[[ INPUT DATA open ]]
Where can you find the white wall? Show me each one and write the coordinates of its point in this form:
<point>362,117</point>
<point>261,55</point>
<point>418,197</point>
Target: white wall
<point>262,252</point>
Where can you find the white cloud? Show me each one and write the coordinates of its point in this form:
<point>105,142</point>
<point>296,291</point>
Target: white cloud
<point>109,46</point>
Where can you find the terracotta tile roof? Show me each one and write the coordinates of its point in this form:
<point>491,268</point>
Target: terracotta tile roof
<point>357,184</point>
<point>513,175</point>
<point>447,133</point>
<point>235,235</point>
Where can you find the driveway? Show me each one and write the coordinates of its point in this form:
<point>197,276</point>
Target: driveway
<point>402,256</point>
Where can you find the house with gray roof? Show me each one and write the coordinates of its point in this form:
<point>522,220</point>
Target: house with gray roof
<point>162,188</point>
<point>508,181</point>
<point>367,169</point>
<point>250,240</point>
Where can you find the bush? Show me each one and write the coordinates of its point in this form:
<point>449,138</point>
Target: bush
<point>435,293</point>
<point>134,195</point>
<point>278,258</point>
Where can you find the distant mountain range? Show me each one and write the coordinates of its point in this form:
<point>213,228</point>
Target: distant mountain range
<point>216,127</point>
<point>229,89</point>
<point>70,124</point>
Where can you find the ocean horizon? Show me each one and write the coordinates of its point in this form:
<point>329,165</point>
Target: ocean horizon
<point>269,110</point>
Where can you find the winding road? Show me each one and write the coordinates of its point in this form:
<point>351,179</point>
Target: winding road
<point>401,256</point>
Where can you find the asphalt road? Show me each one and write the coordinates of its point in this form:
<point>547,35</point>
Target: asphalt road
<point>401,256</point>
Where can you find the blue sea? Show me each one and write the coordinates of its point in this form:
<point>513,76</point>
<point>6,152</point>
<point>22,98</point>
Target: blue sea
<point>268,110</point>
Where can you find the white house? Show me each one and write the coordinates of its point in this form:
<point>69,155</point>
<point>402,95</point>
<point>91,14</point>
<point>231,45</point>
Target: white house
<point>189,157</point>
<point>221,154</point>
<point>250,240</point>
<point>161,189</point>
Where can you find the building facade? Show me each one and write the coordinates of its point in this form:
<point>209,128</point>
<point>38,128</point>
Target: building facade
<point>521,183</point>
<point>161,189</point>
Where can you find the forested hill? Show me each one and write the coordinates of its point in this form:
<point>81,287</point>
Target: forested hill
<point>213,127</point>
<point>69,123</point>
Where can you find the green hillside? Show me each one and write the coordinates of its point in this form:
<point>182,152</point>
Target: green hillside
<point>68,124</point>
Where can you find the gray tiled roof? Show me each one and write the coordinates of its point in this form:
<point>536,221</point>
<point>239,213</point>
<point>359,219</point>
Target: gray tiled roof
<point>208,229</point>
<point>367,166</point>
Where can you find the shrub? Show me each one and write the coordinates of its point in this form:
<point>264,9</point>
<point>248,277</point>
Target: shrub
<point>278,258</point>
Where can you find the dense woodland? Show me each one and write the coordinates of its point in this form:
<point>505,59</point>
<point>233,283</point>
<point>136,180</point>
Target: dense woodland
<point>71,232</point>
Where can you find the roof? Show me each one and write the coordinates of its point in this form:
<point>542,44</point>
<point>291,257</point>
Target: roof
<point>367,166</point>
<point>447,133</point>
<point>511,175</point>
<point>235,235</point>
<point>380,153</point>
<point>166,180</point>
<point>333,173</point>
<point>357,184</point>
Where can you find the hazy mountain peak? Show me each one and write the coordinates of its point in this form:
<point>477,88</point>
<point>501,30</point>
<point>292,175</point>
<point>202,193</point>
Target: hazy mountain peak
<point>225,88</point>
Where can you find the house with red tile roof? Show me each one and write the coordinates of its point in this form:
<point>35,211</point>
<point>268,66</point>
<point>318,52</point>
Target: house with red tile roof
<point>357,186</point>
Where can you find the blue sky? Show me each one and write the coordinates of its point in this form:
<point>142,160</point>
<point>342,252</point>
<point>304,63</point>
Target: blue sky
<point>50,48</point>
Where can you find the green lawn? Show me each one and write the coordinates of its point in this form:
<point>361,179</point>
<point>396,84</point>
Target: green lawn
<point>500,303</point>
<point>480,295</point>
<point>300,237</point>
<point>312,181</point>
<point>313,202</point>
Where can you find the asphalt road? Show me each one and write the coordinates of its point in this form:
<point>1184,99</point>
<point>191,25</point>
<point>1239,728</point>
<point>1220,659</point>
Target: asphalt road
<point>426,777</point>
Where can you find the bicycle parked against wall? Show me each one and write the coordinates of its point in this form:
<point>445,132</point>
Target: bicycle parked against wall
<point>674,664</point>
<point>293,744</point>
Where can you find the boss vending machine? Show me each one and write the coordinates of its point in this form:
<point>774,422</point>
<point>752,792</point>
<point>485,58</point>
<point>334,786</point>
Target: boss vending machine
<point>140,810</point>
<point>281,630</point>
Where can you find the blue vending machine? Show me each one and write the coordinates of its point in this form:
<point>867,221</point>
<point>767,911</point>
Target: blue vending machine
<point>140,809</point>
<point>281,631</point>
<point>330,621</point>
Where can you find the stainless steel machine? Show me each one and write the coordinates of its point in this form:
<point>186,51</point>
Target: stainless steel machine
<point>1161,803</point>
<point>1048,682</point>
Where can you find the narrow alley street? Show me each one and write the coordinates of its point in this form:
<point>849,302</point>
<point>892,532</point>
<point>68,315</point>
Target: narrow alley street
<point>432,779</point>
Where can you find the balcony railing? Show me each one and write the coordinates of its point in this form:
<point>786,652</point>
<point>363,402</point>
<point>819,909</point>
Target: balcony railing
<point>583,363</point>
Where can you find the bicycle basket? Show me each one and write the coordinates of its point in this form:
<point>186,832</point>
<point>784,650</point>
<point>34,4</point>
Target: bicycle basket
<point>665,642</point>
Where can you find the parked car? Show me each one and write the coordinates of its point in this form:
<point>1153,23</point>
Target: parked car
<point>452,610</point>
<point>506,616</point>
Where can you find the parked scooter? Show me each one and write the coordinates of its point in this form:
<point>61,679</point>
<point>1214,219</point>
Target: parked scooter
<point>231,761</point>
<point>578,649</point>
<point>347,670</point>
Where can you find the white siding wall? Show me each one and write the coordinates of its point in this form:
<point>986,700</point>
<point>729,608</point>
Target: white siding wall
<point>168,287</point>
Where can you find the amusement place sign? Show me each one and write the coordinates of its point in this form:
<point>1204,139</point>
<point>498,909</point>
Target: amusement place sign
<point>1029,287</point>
[[ INPUT DATA closed ]]
◆ PROBLEM REQUIREMENTS
From the records above, repeat exactly the lines from the one with "<point>22,98</point>" through the one with "Where can you find the building", both included.

◆ RESPONSE FOR THIS EXERCISE
<point>22,98</point>
Target: blue sea
<point>268,110</point>
Where can you find the white house? Show me each one and write the coordinates of its point in this form:
<point>69,155</point>
<point>402,95</point>
<point>91,14</point>
<point>231,45</point>
Target: white house
<point>189,157</point>
<point>221,154</point>
<point>250,240</point>
<point>161,189</point>
Where can you find the building facade? Show me each one and write the coordinates of its point in this form:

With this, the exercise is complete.